EXERCISE DATA:
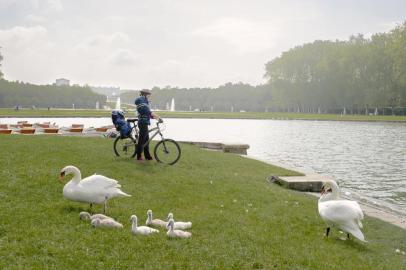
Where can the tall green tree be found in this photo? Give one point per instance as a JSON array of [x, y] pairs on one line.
[[359, 74]]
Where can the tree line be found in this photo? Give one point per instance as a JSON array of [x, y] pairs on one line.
[[225, 98], [361, 75], [13, 94]]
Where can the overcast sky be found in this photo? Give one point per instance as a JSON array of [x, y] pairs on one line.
[[140, 44]]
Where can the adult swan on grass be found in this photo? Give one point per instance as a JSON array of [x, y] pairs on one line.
[[344, 214], [93, 189]]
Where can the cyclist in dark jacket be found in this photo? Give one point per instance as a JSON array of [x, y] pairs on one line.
[[144, 116]]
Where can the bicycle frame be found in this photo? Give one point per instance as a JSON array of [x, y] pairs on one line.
[[158, 131]]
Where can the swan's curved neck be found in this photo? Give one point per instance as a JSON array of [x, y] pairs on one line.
[[335, 191], [77, 176]]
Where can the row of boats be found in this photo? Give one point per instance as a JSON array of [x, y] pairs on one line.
[[23, 127]]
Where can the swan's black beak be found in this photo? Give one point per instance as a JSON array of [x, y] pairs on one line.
[[61, 177]]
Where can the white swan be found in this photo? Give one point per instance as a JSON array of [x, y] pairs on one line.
[[179, 224], [154, 222], [87, 216], [108, 223], [176, 233], [344, 214], [93, 189], [143, 230]]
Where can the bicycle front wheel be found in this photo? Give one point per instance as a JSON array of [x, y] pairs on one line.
[[125, 147], [167, 151]]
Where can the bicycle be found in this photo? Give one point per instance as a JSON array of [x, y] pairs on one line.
[[165, 151]]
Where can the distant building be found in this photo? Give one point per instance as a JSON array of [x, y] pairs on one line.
[[61, 82], [112, 93]]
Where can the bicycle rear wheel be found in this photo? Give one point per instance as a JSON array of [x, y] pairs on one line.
[[125, 147], [167, 151]]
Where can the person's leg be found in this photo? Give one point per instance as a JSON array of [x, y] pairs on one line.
[[142, 139], [147, 155]]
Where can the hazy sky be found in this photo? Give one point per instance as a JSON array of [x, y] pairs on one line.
[[139, 44]]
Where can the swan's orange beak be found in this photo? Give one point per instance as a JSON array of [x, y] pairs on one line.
[[61, 177]]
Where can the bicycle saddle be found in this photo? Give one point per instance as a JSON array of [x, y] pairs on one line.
[[132, 120]]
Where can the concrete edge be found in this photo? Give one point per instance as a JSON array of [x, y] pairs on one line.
[[385, 215]]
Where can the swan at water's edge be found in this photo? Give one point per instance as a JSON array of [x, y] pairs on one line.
[[96, 189], [336, 212]]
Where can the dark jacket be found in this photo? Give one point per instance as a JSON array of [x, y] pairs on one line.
[[144, 112]]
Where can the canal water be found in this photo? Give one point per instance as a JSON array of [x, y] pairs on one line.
[[367, 158]]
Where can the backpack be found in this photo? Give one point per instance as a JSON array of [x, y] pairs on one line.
[[118, 118]]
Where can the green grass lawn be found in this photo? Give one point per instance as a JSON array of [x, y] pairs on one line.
[[240, 221], [218, 115]]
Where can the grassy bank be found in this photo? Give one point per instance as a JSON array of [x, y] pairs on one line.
[[219, 115], [240, 221]]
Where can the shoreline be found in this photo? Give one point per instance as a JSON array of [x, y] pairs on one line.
[[219, 118], [380, 212]]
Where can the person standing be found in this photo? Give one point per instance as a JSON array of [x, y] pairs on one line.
[[144, 116]]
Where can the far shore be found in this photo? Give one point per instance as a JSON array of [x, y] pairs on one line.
[[45, 113]]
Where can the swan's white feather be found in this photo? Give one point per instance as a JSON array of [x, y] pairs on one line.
[[93, 189]]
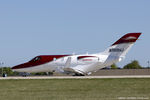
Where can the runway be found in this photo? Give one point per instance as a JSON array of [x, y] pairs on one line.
[[76, 77]]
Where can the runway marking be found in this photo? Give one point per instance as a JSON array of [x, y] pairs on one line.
[[76, 77]]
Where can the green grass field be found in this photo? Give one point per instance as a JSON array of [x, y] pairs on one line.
[[74, 89]]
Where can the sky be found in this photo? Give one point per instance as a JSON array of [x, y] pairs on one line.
[[47, 27]]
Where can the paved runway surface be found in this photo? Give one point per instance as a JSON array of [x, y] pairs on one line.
[[76, 77]]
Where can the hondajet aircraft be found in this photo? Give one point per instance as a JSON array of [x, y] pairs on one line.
[[83, 64]]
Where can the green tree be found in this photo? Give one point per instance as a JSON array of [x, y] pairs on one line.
[[114, 66], [133, 65]]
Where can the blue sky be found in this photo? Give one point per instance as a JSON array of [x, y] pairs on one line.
[[43, 27]]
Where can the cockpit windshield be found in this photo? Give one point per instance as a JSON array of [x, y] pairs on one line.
[[36, 59]]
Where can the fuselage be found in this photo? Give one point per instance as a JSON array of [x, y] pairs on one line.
[[56, 63], [80, 64]]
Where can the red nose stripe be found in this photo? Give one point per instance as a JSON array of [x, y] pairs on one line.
[[35, 62], [130, 37]]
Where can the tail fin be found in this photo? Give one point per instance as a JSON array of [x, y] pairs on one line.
[[122, 46]]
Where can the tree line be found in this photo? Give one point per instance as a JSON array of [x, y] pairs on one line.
[[133, 65]]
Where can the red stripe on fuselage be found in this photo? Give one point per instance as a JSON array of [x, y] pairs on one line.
[[126, 38], [39, 60], [81, 57]]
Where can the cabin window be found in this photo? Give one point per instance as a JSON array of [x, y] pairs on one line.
[[54, 59]]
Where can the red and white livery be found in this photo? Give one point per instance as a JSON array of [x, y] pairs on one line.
[[83, 64]]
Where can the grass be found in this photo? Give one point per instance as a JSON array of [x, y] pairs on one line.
[[74, 89]]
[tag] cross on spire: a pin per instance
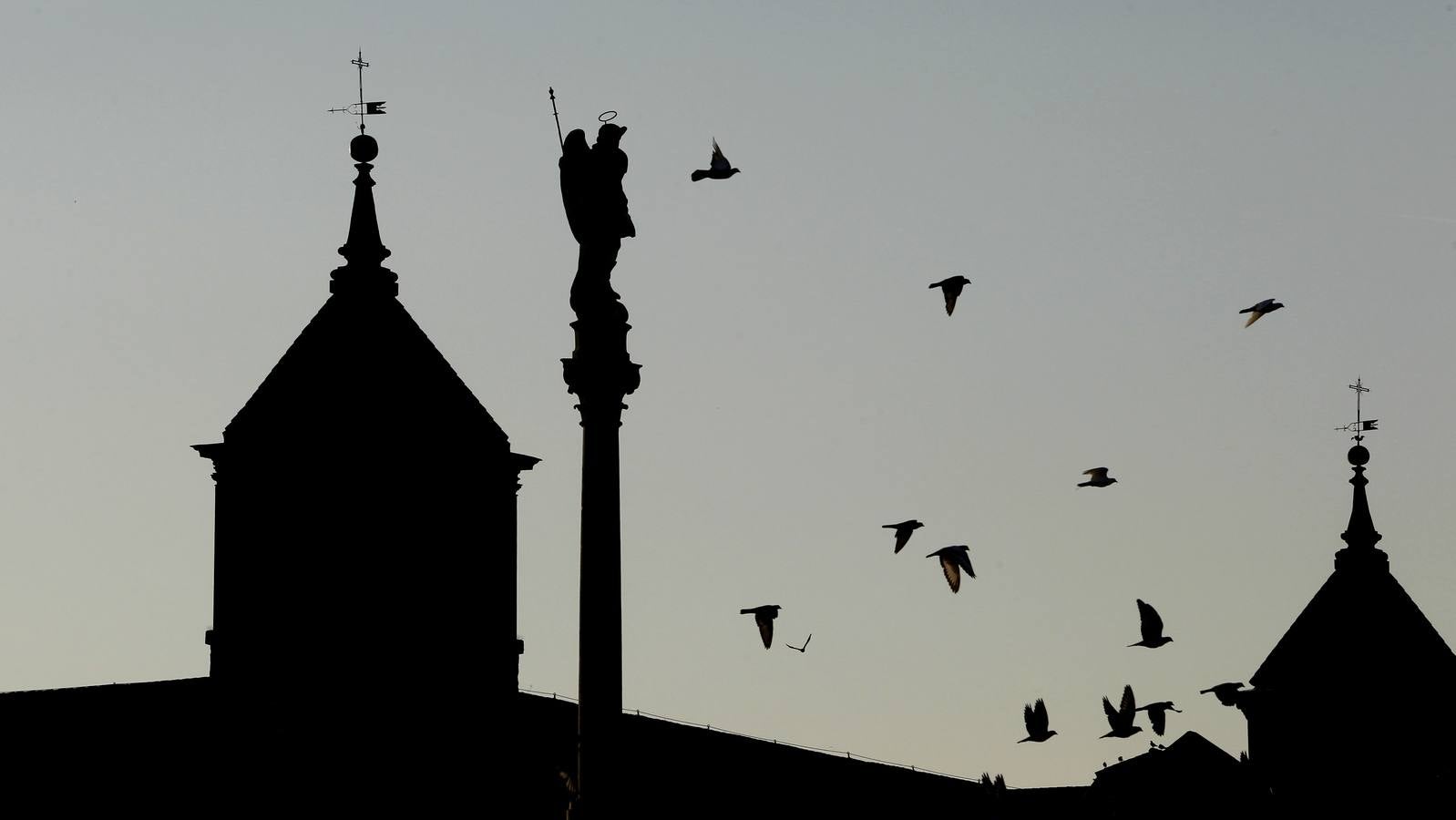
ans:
(360, 108)
(1360, 424)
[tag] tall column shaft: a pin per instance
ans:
(600, 374)
(600, 625)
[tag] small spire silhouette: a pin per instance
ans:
(363, 251)
(1360, 535)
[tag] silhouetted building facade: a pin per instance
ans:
(365, 528)
(364, 583)
(1353, 707)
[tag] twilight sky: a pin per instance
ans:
(1117, 179)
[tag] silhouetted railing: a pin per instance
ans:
(835, 752)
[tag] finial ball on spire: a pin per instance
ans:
(363, 148)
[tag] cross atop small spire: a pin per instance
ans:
(360, 108)
(1360, 424)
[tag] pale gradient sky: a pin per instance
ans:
(1117, 179)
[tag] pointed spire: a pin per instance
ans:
(1360, 537)
(364, 251)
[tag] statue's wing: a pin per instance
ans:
(720, 160)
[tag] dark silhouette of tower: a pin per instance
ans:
(1353, 707)
(601, 374)
(364, 573)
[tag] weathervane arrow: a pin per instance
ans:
(360, 108)
(1359, 424)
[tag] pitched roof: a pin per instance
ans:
(363, 360)
(363, 366)
(1359, 622)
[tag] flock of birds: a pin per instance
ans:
(956, 559)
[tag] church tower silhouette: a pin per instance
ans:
(1353, 707)
(364, 573)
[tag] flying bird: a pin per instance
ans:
(1158, 714)
(903, 532)
(1098, 478)
(954, 559)
(1122, 718)
(1226, 693)
(952, 290)
(1267, 306)
(1152, 625)
(718, 168)
(764, 615)
(1035, 720)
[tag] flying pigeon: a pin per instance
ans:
(952, 290)
(1158, 714)
(1267, 306)
(718, 169)
(1152, 627)
(903, 532)
(764, 615)
(954, 559)
(1098, 478)
(1035, 718)
(1122, 718)
(1226, 693)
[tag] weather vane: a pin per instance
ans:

YOUR ASSIGNMENT: In your reply, every line of the material should appear exactly as written, and no picture should.

SOLUTION FOR THIS TASK:
Where can the tall green tree be found in this photo? Give one point per instance as a JSON array of [x, y] pairs on one line.
[[359, 74]]
Where can the tree line be found in this photo? Give one point per instance as a JSON array of [x, y] pairs on one line.
[[225, 98], [361, 75], [13, 94]]
Where can the overcast sky be found in this photo? Give one point per instance as a JSON array of [x, y] pairs on one line.
[[140, 44]]
Where can the adult swan on grass be found in this photo? Give one point per instance as a JSON array of [x, y] pairs on one line.
[[344, 214], [93, 189]]
Where can the cyclist in dark jacket be found in this photo? Give one point per instance as a JSON array of [x, y] pairs on one line.
[[144, 116]]
Where can the bicycle frame be found in this photo? Give one point per instance as a JSON array of [x, y] pairs on one line.
[[158, 131]]
Where can the swan's curved neck be found in this photo? Give one point per instance as a JSON array of [x, y] pairs on one line.
[[335, 191], [77, 176]]
Where can the row of boats be found in this photo? Give one point per instance as a JSON array of [x, y] pairs on one line.
[[23, 127]]
Where can the swan's black beak be found in this photo? Give one point per instance as a JSON array of [x, y] pairs on one line.
[[61, 177]]
Where can the white swan be found in this photo? Give one point per instance as a JSON array of [x, y] pairs on one line.
[[179, 224], [154, 222], [87, 216], [108, 223], [176, 233], [344, 214], [93, 189], [143, 230]]
Where can the bicycle front wheel be found in this photo? Give one point per instance as a JSON array of [x, y] pairs on one line.
[[125, 147], [167, 151]]
Where can the bicycle be found in this photo? Give one point per instance as a JSON array of [x, y] pairs on one line.
[[165, 151]]
Where can the distant building be found in this photo? Give one point per instance as a JSON array of [x, y] pairs on one line.
[[61, 82], [112, 93]]
Where can the bicycle rear wheel be found in this photo? Give one point per instance as a JSON array of [x, y] pairs on one line.
[[125, 147], [167, 151]]
Where can the person's leg be found in this photo? Give one point per instance as a JSON array of [x, y] pairs on one line.
[[142, 139], [147, 155]]
Where can the hazy sky be found in this photo? Give one point per instance as a JSON array of [x, y] pairs on one line.
[[139, 44]]
Where can the swan's orange beak be found in this photo? Give one point per instance as a JSON array of [x, y] pairs on one line.
[[61, 177]]
Where can the bicycle saddle be found in this photo? Give one point per instance as a JSON array of [x, y] pairs on one line.
[[132, 120]]
Where can the concrete edge be found in this photo? Give one point per instance as a JSON array of [x, y] pairs on one line.
[[385, 215]]
Where can the swan at water's edge be found in this photo? Give one point per instance as a JSON array of [x, y] pairs on one line.
[[96, 189], [336, 212]]
Where can the dark jacket be found in this photo? Give one point per instance as a JSON array of [x, y] pairs on one line.
[[144, 112]]
Where can the canal water be found in this photo? Give one point per instance as a JSON array of [x, y] pairs on one line.
[[367, 158]]
Where can the backpack be found in this photo? Give one point per instance as a JSON array of [x, y] pairs on one line.
[[118, 118]]
Where can the green grass lawn be found in this photo? Give one point per instance as a JSON array of [x, y] pairs on one line.
[[240, 221], [218, 115]]
Where can the grassy bank be found in this photo? Give one point per instance as a JSON array of [x, y] pairs on one line.
[[219, 115], [240, 221]]
Where can the shoreline be found in this photo? Give one point per instance as a JSON array of [x, y] pairs on one line.
[[219, 118], [380, 212]]
Where can the person standing be found in this photo? Give one point per instance as a JSON array of [x, y] pairs on one line.
[[144, 116]]
Where can the far shore be found in this photo? Give one point per instance as a JSON array of [x, y] pairs on one line.
[[45, 113]]
Where can the swan's white feather be found in this photo? Give one point per instance as a JSON array of [x, y] pairs on one line.
[[93, 189]]
Where can the runway be found in this photo? Give one point per instance as a JSON array of [x, y] pairs on one line.
[[76, 77]]
Where can the runway marking be found in this photo? Give one point per instance as a JSON array of [x, y] pairs on one line.
[[76, 77]]
Where can the green grass field be found in this photo? Give one point per instance as a JSON array of [x, y] pairs on one line.
[[74, 89]]
Where can the sky be found in this photo? Give one point per instance as a JSON array of [x, y] pairs on one line.
[[47, 27]]
Where can the paved runway surface be found in this photo? Give one point per instance as a JSON array of [x, y] pairs on one line.
[[76, 77]]
Where can the hondajet aircraft be found in this photo? Give one point per instance as a JSON array of [x, y] pairs on one line.
[[83, 64]]
Where can the green tree be found in this photo? Give one point per instance as a JSON array of [x, y] pairs on one line.
[[114, 66], [133, 65]]
Where can the blue sky be found in this photo? Give one point per instance as a JSON array of [x, y] pairs on one line.
[[43, 27]]
Where can the cockpit windshield be found in this photo? Give one point per instance as a JSON array of [x, y] pairs on one line.
[[36, 59]]
Where can the fuselage be found in this photo? Give one point per instance as a JSON array of [x, y] pairs on one line.
[[56, 63], [80, 64]]
Where can the red nose stripe be found in this photo? Give one point per instance as a JSON array of [x, y] pairs on one line.
[[35, 62], [130, 37]]
Where can the tail fin be found in this photo? Give one point per instance as a JSON array of [x, y] pairs on one line.
[[122, 46]]
Where can the tree line be found in this photo? Give one point per instance as a JSON array of [x, y] pairs on one line.
[[133, 65]]
Where can the red stripe on fuselage be found in this photo? Give one point per instance as a JSON array of [x, y] pairs on one line.
[[126, 38], [39, 60], [81, 57]]
Where can the cabin window be found in this photo? Give one point per instance as a JSON array of [x, y] pairs on one line.
[[54, 59]]
Where can the red and white livery be found in this photo? Give one point per instance as a JSON array of [x, y] pairs on one line.
[[83, 64]]
Where can the grass be found in this photo? Give one point per instance as a JSON array of [x, y] pairs on one line.
[[74, 89]]
[tag] cross on spire: a pin per instance
ans:
(360, 108)
(1360, 424)
[tag] tall column shaft: a pin per instance
ans:
(600, 374)
(600, 625)
[tag] small spire silhouette: a pin per instance
ans:
(363, 251)
(1360, 535)
[tag] silhouetted building facade: a pin per instance
ans:
(365, 528)
(364, 583)
(1353, 707)
[tag] twilight sky: a pin per instance
ans:
(1117, 179)
[tag] silhouetted railing: a pin per instance
ans:
(835, 752)
[tag] finial ball on spire: a pin per instance
ans:
(363, 148)
[tag] cross atop small spire: a pin per instance
ans:
(360, 108)
(1360, 424)
[tag] pale gradient sky: a pin per instance
ans:
(1117, 179)
[tag] pointed spire: a pin per instance
ans:
(1360, 537)
(364, 251)
[tag] statue's wing: a pin per instance
ans:
(720, 160)
[tag] dark silhouette of tower: a pin per instance
ans:
(1353, 707)
(601, 374)
(364, 573)
[tag] weathervane arrow: a pin per instance
ans:
(360, 108)
(1359, 424)
[tag] pitched roof: a pin per instance
ans:
(363, 360)
(363, 366)
(1359, 622)
[tag] flock of birds: a pin per instance
ans:
(956, 559)
[tag] church tower silhouette: a pin per instance
ans:
(1353, 707)
(364, 573)
[tag] flying bird: a pin per instance
ans:
(1158, 714)
(903, 532)
(1098, 478)
(954, 559)
(1122, 718)
(1226, 693)
(952, 290)
(1267, 306)
(1152, 625)
(718, 168)
(764, 615)
(1035, 720)
[tag] flying pigeon: a pin per instance
ans:
(952, 290)
(1158, 714)
(1267, 306)
(718, 169)
(1152, 627)
(903, 532)
(764, 615)
(954, 559)
(1098, 478)
(1035, 718)
(1122, 718)
(1226, 693)
[tag] weather vane: a pin per instance
ans:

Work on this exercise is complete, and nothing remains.